WHAT IS EXPECTED → Each line of the data below that includes the string "clicks" must be copied.

INFORMATION →
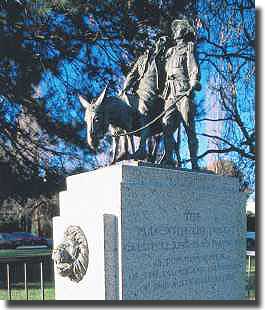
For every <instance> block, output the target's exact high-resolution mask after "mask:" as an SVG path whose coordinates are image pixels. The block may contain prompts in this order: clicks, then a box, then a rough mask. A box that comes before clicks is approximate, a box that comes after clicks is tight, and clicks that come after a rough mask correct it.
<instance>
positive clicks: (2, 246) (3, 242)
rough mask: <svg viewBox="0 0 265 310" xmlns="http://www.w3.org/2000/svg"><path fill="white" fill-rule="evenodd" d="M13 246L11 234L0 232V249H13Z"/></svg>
mask: <svg viewBox="0 0 265 310" xmlns="http://www.w3.org/2000/svg"><path fill="white" fill-rule="evenodd" d="M15 247H16V245H15V243H14V242H13V240H12V238H11V234H8V233H0V250H2V249H14V248H15Z"/></svg>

EXPECTED ANSWER →
For every <instance> block, output the target's exact high-resolution mask after "mask:" as an SVG path whose coordinates are image pixels. The block may contain prompts in this order: clicks, then a box, then a rough mask. A box that comes before clicks is approximate, a box that comes after clicks is tight, and clicks that come after a rough mask correct it.
positive clicks: (2, 246) (3, 242)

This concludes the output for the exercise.